Given instruction => Find and copy each line of the data that contains the string "building". Treat case as significant.
-- Start of Listed records --
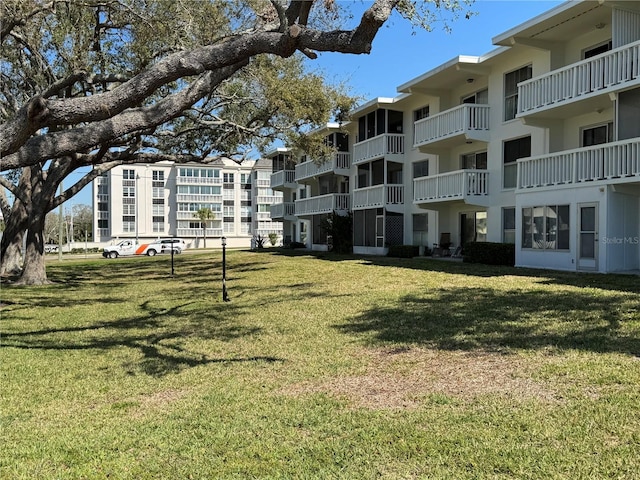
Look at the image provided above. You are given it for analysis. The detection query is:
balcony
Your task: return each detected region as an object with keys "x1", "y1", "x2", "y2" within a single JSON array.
[
  {"x1": 295, "y1": 152, "x2": 351, "y2": 182},
  {"x1": 353, "y1": 133, "x2": 404, "y2": 165},
  {"x1": 413, "y1": 170, "x2": 489, "y2": 205},
  {"x1": 176, "y1": 193, "x2": 222, "y2": 203},
  {"x1": 517, "y1": 41, "x2": 640, "y2": 118},
  {"x1": 269, "y1": 170, "x2": 297, "y2": 190},
  {"x1": 176, "y1": 176, "x2": 222, "y2": 185},
  {"x1": 517, "y1": 138, "x2": 640, "y2": 189},
  {"x1": 352, "y1": 185, "x2": 404, "y2": 210},
  {"x1": 255, "y1": 194, "x2": 282, "y2": 205},
  {"x1": 269, "y1": 202, "x2": 296, "y2": 220},
  {"x1": 413, "y1": 104, "x2": 489, "y2": 150},
  {"x1": 295, "y1": 193, "x2": 351, "y2": 217},
  {"x1": 176, "y1": 228, "x2": 223, "y2": 238}
]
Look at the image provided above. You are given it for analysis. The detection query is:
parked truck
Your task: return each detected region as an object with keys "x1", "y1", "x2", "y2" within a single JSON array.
[{"x1": 102, "y1": 238, "x2": 187, "y2": 258}]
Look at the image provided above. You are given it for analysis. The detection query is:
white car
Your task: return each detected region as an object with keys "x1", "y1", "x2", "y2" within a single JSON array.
[{"x1": 102, "y1": 238, "x2": 187, "y2": 258}]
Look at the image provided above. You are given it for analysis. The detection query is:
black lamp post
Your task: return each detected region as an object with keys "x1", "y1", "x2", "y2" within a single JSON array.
[{"x1": 221, "y1": 237, "x2": 229, "y2": 302}]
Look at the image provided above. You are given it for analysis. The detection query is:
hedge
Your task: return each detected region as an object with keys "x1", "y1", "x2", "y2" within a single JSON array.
[
  {"x1": 462, "y1": 242, "x2": 516, "y2": 267},
  {"x1": 387, "y1": 245, "x2": 420, "y2": 258}
]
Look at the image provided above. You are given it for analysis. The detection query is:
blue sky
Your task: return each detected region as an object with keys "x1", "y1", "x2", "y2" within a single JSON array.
[
  {"x1": 65, "y1": 0, "x2": 563, "y2": 208},
  {"x1": 309, "y1": 0, "x2": 564, "y2": 101}
]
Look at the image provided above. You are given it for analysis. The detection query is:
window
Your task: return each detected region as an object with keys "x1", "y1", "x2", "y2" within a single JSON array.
[
  {"x1": 582, "y1": 40, "x2": 613, "y2": 60},
  {"x1": 504, "y1": 65, "x2": 533, "y2": 121},
  {"x1": 151, "y1": 205, "x2": 164, "y2": 215},
  {"x1": 502, "y1": 207, "x2": 516, "y2": 243},
  {"x1": 413, "y1": 213, "x2": 429, "y2": 246},
  {"x1": 522, "y1": 205, "x2": 569, "y2": 250},
  {"x1": 153, "y1": 216, "x2": 164, "y2": 233},
  {"x1": 582, "y1": 122, "x2": 613, "y2": 147},
  {"x1": 462, "y1": 152, "x2": 487, "y2": 170},
  {"x1": 502, "y1": 137, "x2": 531, "y2": 188},
  {"x1": 462, "y1": 88, "x2": 489, "y2": 105},
  {"x1": 413, "y1": 105, "x2": 429, "y2": 122},
  {"x1": 413, "y1": 160, "x2": 429, "y2": 178}
]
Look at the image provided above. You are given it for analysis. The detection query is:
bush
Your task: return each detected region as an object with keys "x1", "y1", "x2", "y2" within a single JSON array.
[
  {"x1": 462, "y1": 242, "x2": 516, "y2": 267},
  {"x1": 387, "y1": 245, "x2": 420, "y2": 258}
]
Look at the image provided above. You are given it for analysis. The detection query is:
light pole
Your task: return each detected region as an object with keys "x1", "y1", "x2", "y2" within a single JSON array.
[
  {"x1": 135, "y1": 173, "x2": 140, "y2": 245},
  {"x1": 221, "y1": 237, "x2": 229, "y2": 302}
]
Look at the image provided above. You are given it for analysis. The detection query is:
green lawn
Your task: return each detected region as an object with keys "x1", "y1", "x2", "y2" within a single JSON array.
[{"x1": 0, "y1": 251, "x2": 640, "y2": 479}]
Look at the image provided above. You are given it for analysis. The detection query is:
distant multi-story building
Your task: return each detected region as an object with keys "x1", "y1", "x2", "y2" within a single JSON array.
[
  {"x1": 93, "y1": 159, "x2": 282, "y2": 248},
  {"x1": 271, "y1": 0, "x2": 640, "y2": 272}
]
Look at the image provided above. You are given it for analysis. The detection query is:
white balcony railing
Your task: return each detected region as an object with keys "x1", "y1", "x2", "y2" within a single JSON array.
[
  {"x1": 176, "y1": 193, "x2": 222, "y2": 203},
  {"x1": 269, "y1": 202, "x2": 296, "y2": 218},
  {"x1": 353, "y1": 133, "x2": 404, "y2": 164},
  {"x1": 176, "y1": 176, "x2": 222, "y2": 185},
  {"x1": 295, "y1": 152, "x2": 351, "y2": 181},
  {"x1": 270, "y1": 170, "x2": 296, "y2": 188},
  {"x1": 517, "y1": 138, "x2": 640, "y2": 189},
  {"x1": 413, "y1": 170, "x2": 489, "y2": 203},
  {"x1": 176, "y1": 211, "x2": 222, "y2": 222},
  {"x1": 255, "y1": 194, "x2": 282, "y2": 205},
  {"x1": 177, "y1": 228, "x2": 222, "y2": 238},
  {"x1": 295, "y1": 193, "x2": 351, "y2": 217},
  {"x1": 518, "y1": 41, "x2": 640, "y2": 115},
  {"x1": 352, "y1": 185, "x2": 404, "y2": 210},
  {"x1": 413, "y1": 104, "x2": 489, "y2": 147}
]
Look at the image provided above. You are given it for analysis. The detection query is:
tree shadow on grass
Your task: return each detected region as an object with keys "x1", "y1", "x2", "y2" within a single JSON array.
[
  {"x1": 269, "y1": 249, "x2": 640, "y2": 294},
  {"x1": 0, "y1": 302, "x2": 284, "y2": 377},
  {"x1": 336, "y1": 288, "x2": 640, "y2": 356}
]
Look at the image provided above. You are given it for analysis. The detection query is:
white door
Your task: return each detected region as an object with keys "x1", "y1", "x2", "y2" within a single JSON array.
[{"x1": 578, "y1": 203, "x2": 598, "y2": 270}]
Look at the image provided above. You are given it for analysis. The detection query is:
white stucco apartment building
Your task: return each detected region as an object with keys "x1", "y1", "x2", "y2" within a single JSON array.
[
  {"x1": 271, "y1": 0, "x2": 640, "y2": 272},
  {"x1": 93, "y1": 159, "x2": 282, "y2": 248}
]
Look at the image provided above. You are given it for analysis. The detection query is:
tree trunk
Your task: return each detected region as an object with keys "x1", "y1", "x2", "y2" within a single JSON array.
[
  {"x1": 0, "y1": 230, "x2": 24, "y2": 277},
  {"x1": 16, "y1": 215, "x2": 51, "y2": 285}
]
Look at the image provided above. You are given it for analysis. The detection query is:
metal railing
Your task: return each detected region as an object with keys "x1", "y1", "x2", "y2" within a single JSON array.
[
  {"x1": 518, "y1": 41, "x2": 640, "y2": 114},
  {"x1": 352, "y1": 185, "x2": 404, "y2": 210},
  {"x1": 295, "y1": 152, "x2": 351, "y2": 181},
  {"x1": 295, "y1": 193, "x2": 351, "y2": 216},
  {"x1": 413, "y1": 169, "x2": 489, "y2": 203},
  {"x1": 353, "y1": 133, "x2": 404, "y2": 165},
  {"x1": 270, "y1": 170, "x2": 296, "y2": 188},
  {"x1": 517, "y1": 138, "x2": 640, "y2": 189},
  {"x1": 269, "y1": 202, "x2": 296, "y2": 218},
  {"x1": 413, "y1": 104, "x2": 489, "y2": 146}
]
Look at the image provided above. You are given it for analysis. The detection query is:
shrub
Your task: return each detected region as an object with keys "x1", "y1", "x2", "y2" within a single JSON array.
[
  {"x1": 321, "y1": 212, "x2": 353, "y2": 253},
  {"x1": 387, "y1": 245, "x2": 420, "y2": 258},
  {"x1": 462, "y1": 242, "x2": 516, "y2": 267}
]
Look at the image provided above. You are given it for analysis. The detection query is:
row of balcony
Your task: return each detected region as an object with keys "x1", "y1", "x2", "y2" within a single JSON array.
[
  {"x1": 271, "y1": 138, "x2": 640, "y2": 219},
  {"x1": 271, "y1": 41, "x2": 640, "y2": 188}
]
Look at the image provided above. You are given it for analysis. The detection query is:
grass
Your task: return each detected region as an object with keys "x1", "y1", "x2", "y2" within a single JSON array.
[{"x1": 0, "y1": 251, "x2": 640, "y2": 479}]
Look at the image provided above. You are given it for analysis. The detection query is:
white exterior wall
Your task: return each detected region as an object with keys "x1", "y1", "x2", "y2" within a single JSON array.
[
  {"x1": 270, "y1": 0, "x2": 640, "y2": 272},
  {"x1": 93, "y1": 161, "x2": 281, "y2": 248}
]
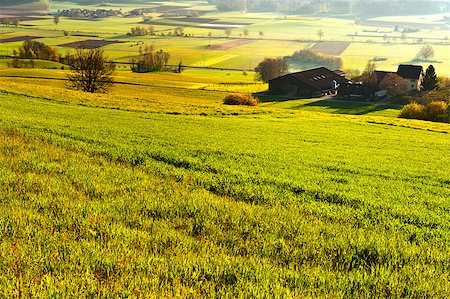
-- End of Listed records --
Written reply =>
distant multi-story building
white stucco apartment building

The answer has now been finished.